## TEXT
-=-=-
# Fully Loaded Shelby + Lots of extras!



## Jesse McCauley (May 6, 2014)

Got lucky today, I bought a bike from a guy and followed the trail to his garage where I ended up buying quite the haul. 
The top three accessories and the really clean Shelby badged as a local Fox from Richmond, VA. 

I'll get a better picture of this bike tomorrow, any ideas on the accessories are welcomed, stock info etc.

Jesse


----------



## Jesse McCauley (May 6, 2014)

*Selling and Trading*

I'm going to sort through things a bit more, get some good photos, and post to the sell-trade section. 

I would love to know what sort of Shelby this is underneath the fenders and rack. Also wondering if the light on the front is original? 

I can't find any makers information on the other dual light either, any ideas on maker? 

How about that turn signal, any bike that would have had that stock? 

Thanks everybody! I'll get a round of good pictures tomorrow of the Shelby.


----------



## bike (May 7, 2014)

*Shelby*

very cool very rare!


----------



## bricycle (May 7, 2014)

Horn is Delta, vintage 1947 ish (had one)


----------



## stoney (May 7, 2014)

Nice find, I would be happy just finding the loose parts.


----------



## Freqman1 (May 7, 2014)

I know of at least a few people looking for a set of Delta Siver Rays. Hell I might be interested! V/r Shawn


----------



## JAF/CO (May 7, 2014)

Jesse
Am interested in girls shelby
If you have a price let me know
Thanks Jim.  Jaf


----------



## Wayne Adam (May 7, 2014)

*Lights*

He Jesse,
  I really could use those Dual Silver Rays for my '37 Roadmaster.
 Let me know.
 Thanks...............Wayne


----------



## bricycle (May 7, 2014)

Wayne would be a great customer, loyal too!


----------



## Jesse McCauley (May 7, 2014)

*Psa*

Just wanted to let everyone know that shortly after taking some good photos of the bike (which I'll post shortly) for posterity, it found a new home. 
I had a dream I would keep it myself but it found a good home and I couldn't afford to turn down the local offer w/out shipping and the inevitability that it looks "good from far, far from good". 

Sorry to the many guys and gals that really wanted this bike, I know they don't come around often but if it makes you feel at all more optimistic I am scouring the under-appreciated parts of Richmond every day for more treasure.

Another consolation, I have some really nice fresh-to-market accessories and components I'm about to put up for sale so I may still have something you need to finish a project.


----------



## fordmike65 (May 7, 2014)

Dangit! Oh well...Hope she stays together & isn't raped of her niceties


----------



## Wayne Adam (May 7, 2014)

*Thanks Brian*



bricycle said:


> Wayne would be a great customer, loyal too!




Thanks Bri !.................Wayne


----------



## THEGOLDENGREEK (May 7, 2014)

Nice bike and find  plus those parts  are a bonus as well!!


----------



## Jesse McCauley (May 7, 2014)

*1940-41 Shelby Rowlett's Fox Deluxe*

I did ensure the bike went to a good home, I didn't want to part it out and I didn't want to see it parted. 
It was badged here in Richmond and it stayed here for 75 years and I didn't want to be the one to send it away. 
Here are some better pictures anyway, it is a beautiful machine.


----------



## fordmike65 (May 7, 2014)

Thanks for the great pics. Glad it will be taken care of. What a beaut!


----------
-=-=-
## TASK SET
**1)** Please reproduce verbatim the part of the Shelby thread that begins at the words "Nice bike and" and stops after "send it away.".
**2)** Translate this sentence from the Shelby thread into Spanish: "It was badged here in Richmond and it stayed here for 75 years and I didn't want to be the one to send it away."
**3)** For each statement, answer yes or no according to the Shelby thread, and quote the deciding words: (a) The horn was identified as a Delta. (b) The Shelby went to a buyer who needed it shipped. (c) Wayne Adam wanted the Dual Silver Rays for a '37 Roadmaster.

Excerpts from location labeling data
-=-=-
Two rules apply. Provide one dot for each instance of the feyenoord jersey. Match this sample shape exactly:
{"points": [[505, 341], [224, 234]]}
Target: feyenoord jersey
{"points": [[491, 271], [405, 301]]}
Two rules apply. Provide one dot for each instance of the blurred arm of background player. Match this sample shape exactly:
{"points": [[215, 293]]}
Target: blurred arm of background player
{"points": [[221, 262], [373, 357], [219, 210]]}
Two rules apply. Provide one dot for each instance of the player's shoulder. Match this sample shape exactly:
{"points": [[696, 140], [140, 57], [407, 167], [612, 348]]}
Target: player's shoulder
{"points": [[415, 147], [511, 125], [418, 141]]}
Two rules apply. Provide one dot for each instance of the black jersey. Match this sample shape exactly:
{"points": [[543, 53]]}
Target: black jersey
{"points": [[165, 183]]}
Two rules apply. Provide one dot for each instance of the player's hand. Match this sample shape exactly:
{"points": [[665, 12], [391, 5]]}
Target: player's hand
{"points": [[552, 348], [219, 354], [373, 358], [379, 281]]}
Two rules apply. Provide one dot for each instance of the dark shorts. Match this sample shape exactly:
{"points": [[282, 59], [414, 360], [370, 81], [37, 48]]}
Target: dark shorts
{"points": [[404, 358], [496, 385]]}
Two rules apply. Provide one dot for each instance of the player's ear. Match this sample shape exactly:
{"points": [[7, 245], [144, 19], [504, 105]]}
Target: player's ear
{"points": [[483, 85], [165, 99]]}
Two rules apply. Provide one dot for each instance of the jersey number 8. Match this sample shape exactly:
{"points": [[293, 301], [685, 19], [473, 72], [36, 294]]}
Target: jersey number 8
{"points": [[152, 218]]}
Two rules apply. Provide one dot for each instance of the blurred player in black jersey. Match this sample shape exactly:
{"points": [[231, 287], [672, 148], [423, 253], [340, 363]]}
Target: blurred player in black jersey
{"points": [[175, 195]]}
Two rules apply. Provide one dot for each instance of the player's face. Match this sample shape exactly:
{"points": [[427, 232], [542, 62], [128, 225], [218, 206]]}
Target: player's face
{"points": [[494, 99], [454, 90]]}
-=-=-
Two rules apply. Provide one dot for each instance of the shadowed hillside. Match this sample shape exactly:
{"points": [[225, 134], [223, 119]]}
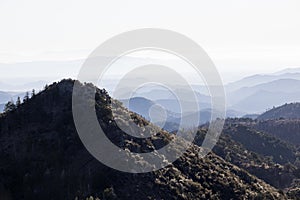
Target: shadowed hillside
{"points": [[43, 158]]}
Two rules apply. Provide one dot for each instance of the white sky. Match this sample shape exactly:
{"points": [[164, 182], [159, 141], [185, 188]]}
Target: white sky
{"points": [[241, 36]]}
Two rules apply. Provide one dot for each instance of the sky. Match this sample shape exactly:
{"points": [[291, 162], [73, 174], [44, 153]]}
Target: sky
-=-=-
## FINAL ANSWERS
**1)**
Nice bike and find  plus those parts  are a bonus as well!!


----------



## Jesse McCauley (May 7, 2014)

*1940-41 Shelby Rowlett's Fox Deluxe*

I did ensure the bike went to a good home, I didn't want to part it out and I didn't want to see it parted. 
It was badged here in Richmond and it stayed here for 75 years and I didn't want to be the one to send it away.

**2)** Fue rotulada aquí en Richmond y permaneció aquí durante 75 años, y yo no quería ser quien la enviara lejos.

**3)**
(a) Yes: "Horn is Delta, vintage 1947 ish (had one)"
(b) No: "I couldn't afford to turn down the local offer w/out shipping"
(c) Yes: "I really could use those Dual Silver Rays for my '37 Roadmaster."